### GIVEN PASSAGE
──────

Coverage-based transcript detection

There are numerous tools available for the detection of transcripts (e.g., [42]), but most of them are optimized for the assembly of eukaryotic transcripts. Because of this, we combined several heuristics to perform such predictions. Nucleotide coverage data are used for defining the expressed regions, and genome annotations are applied for extending or merging the gene expressed regions to form complete transcripts. Several parameters such as the threshold of coverage values can be set by the user to fine-tune the predictions (Fig. 3).

Figure 3:

Coverage-based transcript detection. If the coverage (blue curve-blocks) is higher than a given coverage cutoff value (dashed line), a transcript will be called. The user can set a tolerance value (i.e., a number of nucleotides with a coverage below the cutoff) on which basis gapped transcripts are merged or are kept separated. Information of gene positions can also be used to merge transcripts in case two of them overlap with the same gene.

By running ANNOgesic’s subcommand for transcript prediction, we detected 1,716 transcripts in H. pylori 26695 and 1,147 transcripts in C. jejuni 81116. These transcripts cover 1,520 and 1,568 genes, which shows that 97% and 93% of the known genes are expressed in at least one condition, respectively.

──────

### EXTRACTED INFORMATION

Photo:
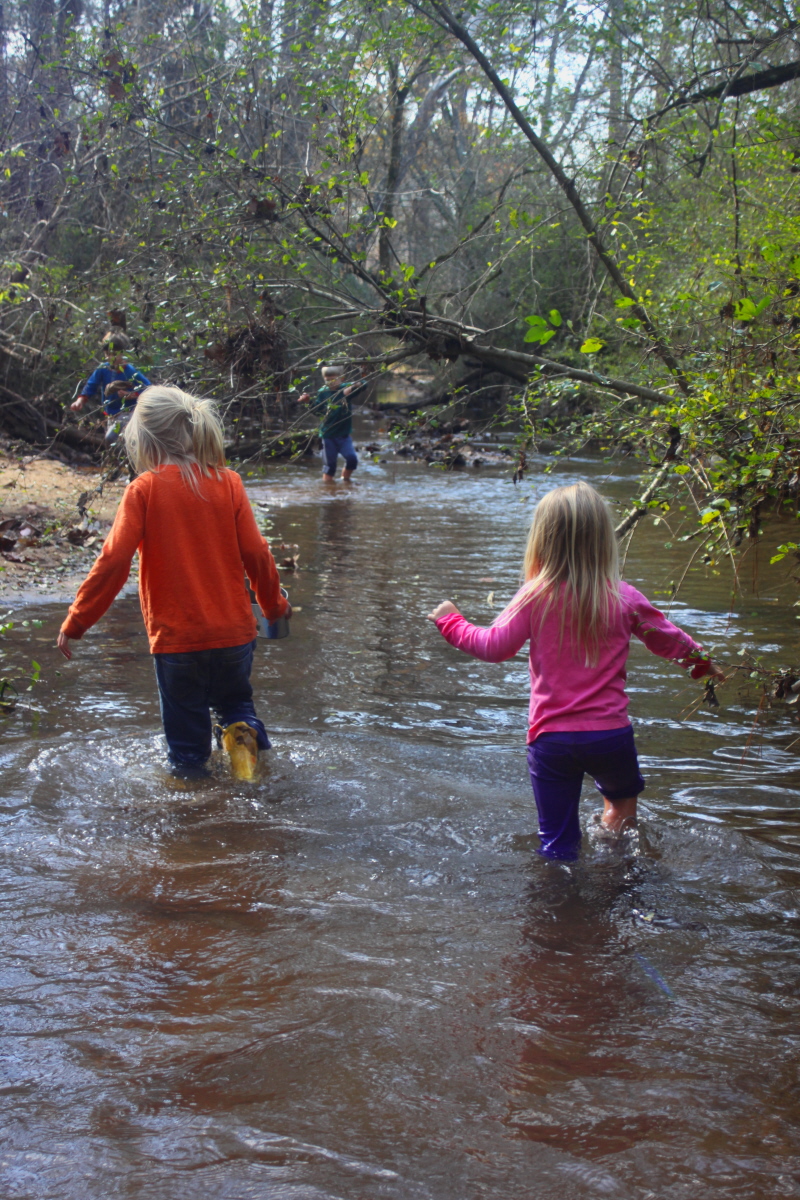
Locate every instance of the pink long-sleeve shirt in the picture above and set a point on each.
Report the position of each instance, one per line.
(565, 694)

──────

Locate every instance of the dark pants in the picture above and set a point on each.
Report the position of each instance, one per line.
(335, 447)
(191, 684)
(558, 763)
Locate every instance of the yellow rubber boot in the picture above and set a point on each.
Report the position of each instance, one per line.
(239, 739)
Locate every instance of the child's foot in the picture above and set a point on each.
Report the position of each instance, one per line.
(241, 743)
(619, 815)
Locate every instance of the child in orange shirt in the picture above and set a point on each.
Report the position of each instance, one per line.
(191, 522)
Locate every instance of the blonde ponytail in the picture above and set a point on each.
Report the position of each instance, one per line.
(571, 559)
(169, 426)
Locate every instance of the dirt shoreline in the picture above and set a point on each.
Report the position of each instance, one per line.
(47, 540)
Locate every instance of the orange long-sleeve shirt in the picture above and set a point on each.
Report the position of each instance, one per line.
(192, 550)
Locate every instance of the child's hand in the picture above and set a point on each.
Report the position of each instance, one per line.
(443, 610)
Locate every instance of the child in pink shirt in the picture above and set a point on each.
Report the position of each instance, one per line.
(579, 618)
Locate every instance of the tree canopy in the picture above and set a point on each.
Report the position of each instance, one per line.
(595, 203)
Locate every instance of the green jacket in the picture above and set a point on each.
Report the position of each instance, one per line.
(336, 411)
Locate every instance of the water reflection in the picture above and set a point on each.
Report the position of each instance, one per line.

──────

### TASKS FOR THIS EXERCISE
- a) From the passage on coverage-based transcript detection, extract the stretch from "By running ANNOgesic’s" through "one condition, respectively.".
- b) Extend the passage on coverage-based transcript detection, beginning after its final sentence.

### SET OF ANSWERS
- a)
By running ANNOgesic’s subcommand for transcript prediction, we detected 1,716 transcripts in H. pylori 26695 and 1,147 transcripts in C. jejuni 81116. These transcripts cover 1,520 and 1,568 genes, which shows that 97% and 93% of the known genes are expressed in at least one condition, respectively.

- b)
Transcriptional start sites

For the prediction of TSSs, ANNOgesic builds on TSSpredator [17], which takes dRNA-seq coverage data as input. The outcome of TSSpredator’s predictions depends strongly on the setting of numerous parameters, and fine-tuning those can be time consuming. Because of this, a parameter optimization was implemented in ANNOgesic that builds on a small, manually curated set of TSSs to find optimal values.

In order to test the performance of ANNOgesic, we manually annotated TSSs in the first 200 kb of the genome of H. pylori 26695 and C. jejuni 81116 (Supplementary Tables S5 and S6). This set was used to perform the predictions of TSSpredator with default settings as well with the parameters optimized by ANNOgesic. For the test set of the benchmarking, we manually annotated TSSs from first 200 kb to 400 kb in the genome of H. pylori 26695 and C. jejuni 81116 (Supplementary Tables S5 and S6). As displayed in Table 2, the optimization had minor sensitivity improvements in H. pylori 26695 (from 96.8% to 99.6%); it strongly increased the sensitivity for the TSS prediction for C. jejuni 81116 (67.1% to 98.7%) while keeping the same level of specificity. To underpin those findings, we looked at the overlap of the predicted TSS and predicted transcripts. This was nearly the same for H. pylori 26695 (82% for default and 83% for optimized setting) but also increased significantly for C. jejuni 81116 from 81% for default parameters to 96% with optimized parameters.

Table 2:

Comparison of default and optimized parameters of TSSpredator for TSS and PS prediction

Strain	Parameter	Sensitivity (TP)	Specificity (FP)
TSS
H. pylori 26695	Default	96.8% (244)	99.98% (32)
	Optimization	99.6% (251)	99.98% (32)
C. jejuni 81116	Default	67.1% (104)	99.98% (31)
	Optimization	98.7% (153)	99.99% (7)
PS
H. pylori 26695	Default	92.9% (26)	99.99% (7)
	Optimization	92.9% (26)	99.99% (7)
C. jejuni 81116	Default	61.3% (19)	99.99% (2)
	Optimization	93.5% (29)	99.99% (6)

The numbers in parentheses represent true positive or false positive.

Moreover, TSSs are classified depending on their relative positions to genes by TSSpredator. Based on these classifications, Venn diagrams representing the different TSS classes are automatically generated (Supplementary Fig. S2).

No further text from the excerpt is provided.